╭─ Given records
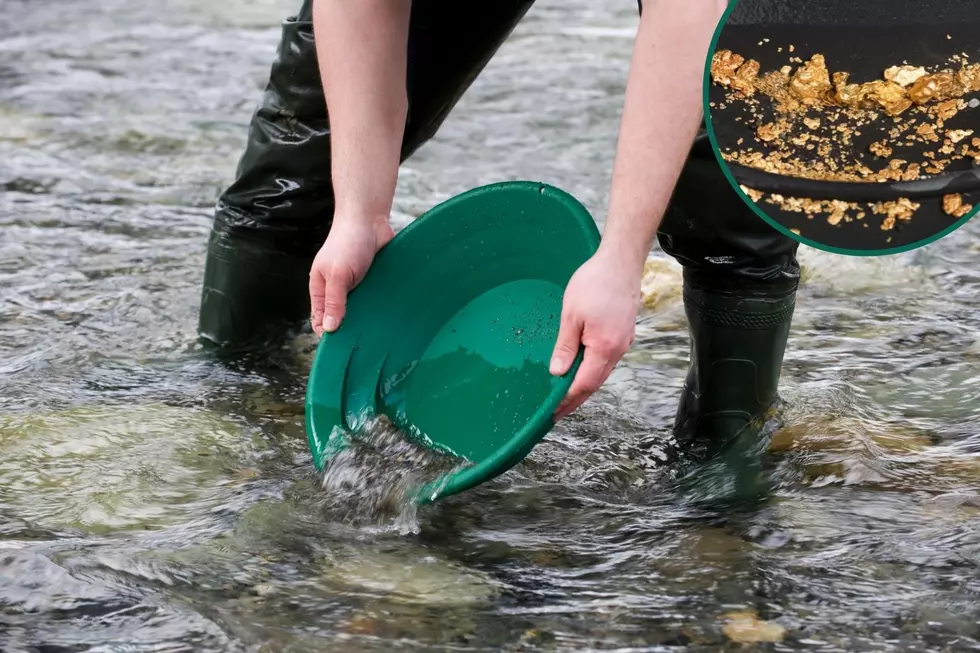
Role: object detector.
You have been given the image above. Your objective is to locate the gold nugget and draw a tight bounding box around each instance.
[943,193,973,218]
╰─
╭─ Given records
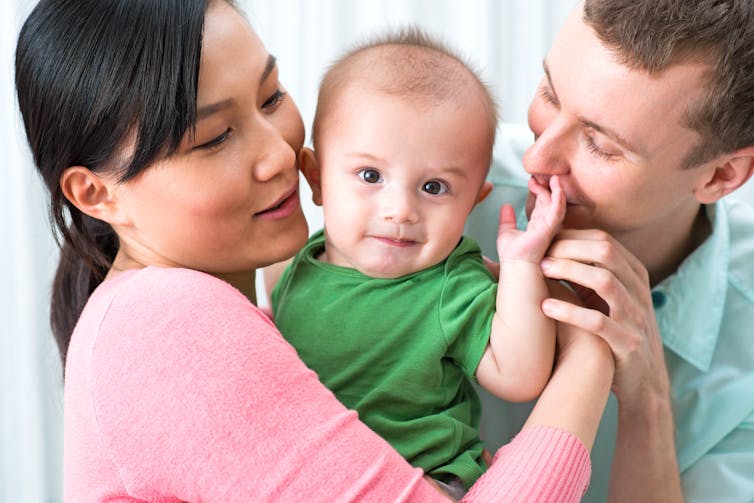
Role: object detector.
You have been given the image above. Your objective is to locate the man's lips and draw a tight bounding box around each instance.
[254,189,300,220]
╰─
• **Task details**
Count the lines in the records above that contain the word "locate" and state only the resulting number.

• **Answer to this exercise**
2